#### Description of the task:
Select every line in the records containing the word "chest" and copy each one out.

#### Record excerpts:
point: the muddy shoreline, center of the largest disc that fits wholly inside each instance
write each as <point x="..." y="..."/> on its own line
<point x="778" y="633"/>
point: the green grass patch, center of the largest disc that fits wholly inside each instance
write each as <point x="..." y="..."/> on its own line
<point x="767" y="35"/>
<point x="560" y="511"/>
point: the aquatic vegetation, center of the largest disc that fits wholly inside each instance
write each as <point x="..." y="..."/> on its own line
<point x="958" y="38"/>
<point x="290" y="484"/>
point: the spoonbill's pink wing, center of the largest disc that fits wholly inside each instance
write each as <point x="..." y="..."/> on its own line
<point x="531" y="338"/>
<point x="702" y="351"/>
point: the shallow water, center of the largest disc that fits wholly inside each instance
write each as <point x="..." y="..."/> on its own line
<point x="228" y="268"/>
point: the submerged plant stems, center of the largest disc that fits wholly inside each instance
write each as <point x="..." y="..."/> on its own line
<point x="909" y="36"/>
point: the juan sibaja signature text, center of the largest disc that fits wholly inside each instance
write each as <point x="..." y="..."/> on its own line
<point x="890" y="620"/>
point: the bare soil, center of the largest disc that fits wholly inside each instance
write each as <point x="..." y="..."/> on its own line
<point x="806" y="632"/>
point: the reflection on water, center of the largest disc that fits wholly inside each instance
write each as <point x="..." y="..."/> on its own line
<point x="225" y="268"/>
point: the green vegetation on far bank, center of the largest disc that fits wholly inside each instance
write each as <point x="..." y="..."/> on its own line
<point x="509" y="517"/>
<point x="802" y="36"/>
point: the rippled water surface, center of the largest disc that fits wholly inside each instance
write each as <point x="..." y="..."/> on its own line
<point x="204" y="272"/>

---

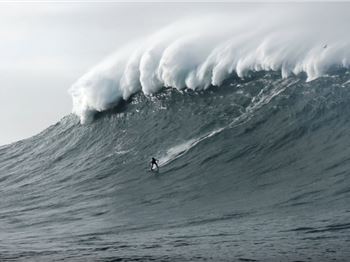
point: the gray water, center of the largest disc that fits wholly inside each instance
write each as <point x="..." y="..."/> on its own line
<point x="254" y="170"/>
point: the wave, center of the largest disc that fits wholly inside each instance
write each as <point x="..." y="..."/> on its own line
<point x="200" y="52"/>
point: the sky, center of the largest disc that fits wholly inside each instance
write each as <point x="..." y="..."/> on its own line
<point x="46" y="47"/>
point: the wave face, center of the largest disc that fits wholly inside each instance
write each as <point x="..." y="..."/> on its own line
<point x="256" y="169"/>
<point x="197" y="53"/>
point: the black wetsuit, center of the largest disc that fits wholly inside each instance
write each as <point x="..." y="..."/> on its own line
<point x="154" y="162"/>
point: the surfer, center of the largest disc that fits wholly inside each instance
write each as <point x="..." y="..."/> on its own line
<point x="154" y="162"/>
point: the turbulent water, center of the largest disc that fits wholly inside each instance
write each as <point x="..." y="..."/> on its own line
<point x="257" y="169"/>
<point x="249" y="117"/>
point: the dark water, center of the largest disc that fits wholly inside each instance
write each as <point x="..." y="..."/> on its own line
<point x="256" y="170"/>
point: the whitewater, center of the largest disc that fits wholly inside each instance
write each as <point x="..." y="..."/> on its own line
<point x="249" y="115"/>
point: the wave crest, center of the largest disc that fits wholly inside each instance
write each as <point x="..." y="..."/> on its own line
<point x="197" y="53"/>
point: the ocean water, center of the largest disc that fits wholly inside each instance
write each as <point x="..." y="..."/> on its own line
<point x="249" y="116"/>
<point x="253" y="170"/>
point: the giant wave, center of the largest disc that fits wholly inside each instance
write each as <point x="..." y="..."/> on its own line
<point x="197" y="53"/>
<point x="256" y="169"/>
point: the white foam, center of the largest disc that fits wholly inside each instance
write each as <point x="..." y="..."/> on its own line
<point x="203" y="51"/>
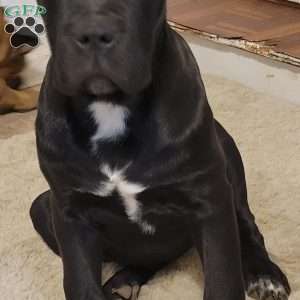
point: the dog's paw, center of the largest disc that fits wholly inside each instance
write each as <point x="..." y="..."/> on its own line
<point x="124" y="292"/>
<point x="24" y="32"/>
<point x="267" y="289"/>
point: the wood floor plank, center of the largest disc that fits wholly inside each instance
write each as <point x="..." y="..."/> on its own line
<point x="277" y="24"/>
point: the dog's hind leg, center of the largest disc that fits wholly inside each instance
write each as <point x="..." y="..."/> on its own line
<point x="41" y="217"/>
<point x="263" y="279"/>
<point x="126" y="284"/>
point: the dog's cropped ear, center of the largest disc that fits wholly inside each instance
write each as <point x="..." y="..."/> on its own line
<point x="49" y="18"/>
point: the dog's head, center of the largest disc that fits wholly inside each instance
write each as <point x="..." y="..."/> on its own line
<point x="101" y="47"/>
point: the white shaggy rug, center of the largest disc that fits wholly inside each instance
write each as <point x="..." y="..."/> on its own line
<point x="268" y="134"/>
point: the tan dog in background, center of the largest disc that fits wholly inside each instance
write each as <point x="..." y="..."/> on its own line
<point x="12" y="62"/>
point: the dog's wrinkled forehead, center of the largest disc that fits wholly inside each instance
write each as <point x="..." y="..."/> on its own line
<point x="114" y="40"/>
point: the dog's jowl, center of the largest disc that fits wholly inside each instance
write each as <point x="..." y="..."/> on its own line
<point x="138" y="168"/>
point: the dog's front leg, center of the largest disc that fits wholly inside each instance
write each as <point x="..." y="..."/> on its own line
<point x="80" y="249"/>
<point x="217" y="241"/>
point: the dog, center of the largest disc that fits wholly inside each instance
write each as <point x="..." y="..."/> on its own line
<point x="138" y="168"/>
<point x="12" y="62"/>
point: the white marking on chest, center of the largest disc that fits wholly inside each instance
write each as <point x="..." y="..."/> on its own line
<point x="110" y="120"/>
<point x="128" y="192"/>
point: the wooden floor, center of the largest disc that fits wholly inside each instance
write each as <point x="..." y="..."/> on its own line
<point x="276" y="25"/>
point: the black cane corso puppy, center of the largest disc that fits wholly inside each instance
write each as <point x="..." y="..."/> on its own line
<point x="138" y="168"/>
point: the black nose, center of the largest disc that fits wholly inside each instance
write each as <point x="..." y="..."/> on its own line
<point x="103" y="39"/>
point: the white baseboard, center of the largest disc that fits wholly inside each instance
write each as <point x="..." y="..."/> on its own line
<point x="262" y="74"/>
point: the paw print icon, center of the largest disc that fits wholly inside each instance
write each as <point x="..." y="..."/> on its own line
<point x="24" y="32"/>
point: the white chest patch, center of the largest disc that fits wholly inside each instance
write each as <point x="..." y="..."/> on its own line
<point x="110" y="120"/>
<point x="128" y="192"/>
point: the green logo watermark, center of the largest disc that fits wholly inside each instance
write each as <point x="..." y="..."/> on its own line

#### Result of the task:
point: the white marking on chest, center of the largest disc that fits wholly inside each instance
point: the white chest patch, center of the largest disc that fits wholly inside each instance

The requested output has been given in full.